§ **URAIAN TUGAS**
Ubah paragraf halaman di bawah yang diawali "Sekitar 5.000 orang" menjadi daftar butir singkat yang tetap memuat fakta utamanya.

§ **HALAMAN**
|---|
Sekitar 5.000 orang dari 10 kecamatan dan 129 desa di wilayah Lebak Selatan, Provinsi Banten, besok hari Rabu, 31 Juli 2024, melakukan aksi damai dan bermartabat di Istana Negara dan DPR RI, menuntut pemerintah pusat untuk mengesahkan Rancangan Undang-Undang Daerah Otonomi Baru ( RUU DOB) Kabupaten Cilangkahan disyahkan menjadi UU DOB Cilangkahan.
“Insya Allah perwakilan seluruh elemen masyarakat Lebak Selatan, Selasa 30 Juli 2024 malam ini mulai bergerak dengan menggunakan kendaraan sekitar 35 bus, mini bus dan ratusan kendaraan pribadi bergerak menuju Jakarta. Sekitar pukul 003 dini hair tiba di sekitar Monas dan Rabu pagi 31 Juli 2024 akan melakukan orasi,”kata Ketua Umum BAKOR Pembentukan Kabupaten Cilangkahan, H. Herry Djuhaeri, dikediamannya Selasa 30 Juli 2024 malam ini.
|---|
Baris anotasi posisi:
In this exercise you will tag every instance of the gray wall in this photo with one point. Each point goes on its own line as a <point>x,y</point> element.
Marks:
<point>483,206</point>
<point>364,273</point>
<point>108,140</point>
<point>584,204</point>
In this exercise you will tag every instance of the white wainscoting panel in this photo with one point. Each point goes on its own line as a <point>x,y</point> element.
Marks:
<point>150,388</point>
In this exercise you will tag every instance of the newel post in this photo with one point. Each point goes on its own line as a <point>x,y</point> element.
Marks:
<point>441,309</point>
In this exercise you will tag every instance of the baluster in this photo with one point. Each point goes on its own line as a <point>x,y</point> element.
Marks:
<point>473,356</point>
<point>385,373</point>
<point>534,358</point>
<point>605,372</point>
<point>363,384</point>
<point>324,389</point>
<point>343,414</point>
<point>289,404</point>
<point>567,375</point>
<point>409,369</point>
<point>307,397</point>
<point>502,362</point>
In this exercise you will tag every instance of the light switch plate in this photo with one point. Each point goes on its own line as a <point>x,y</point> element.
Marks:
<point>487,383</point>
|---|
§ **PENYELESAIAN LATIHAN**
- Peserta: sekitar 5.000 orang dari 10 kecamatan dan 129 desa di wilayah Lebak Selatan, Provinsi Banten
- Waktu: Rabu, 31 Juli 2024
- Bentuk kegiatan: aksi damai dan bermartabat
- Lokasi: Istana Negara dan DPR RI
- Tuntutan: pemerintah pusat mengesahkan RUU DOB Kabupaten Cilangkahan menjadi UU DOB Cilangkahan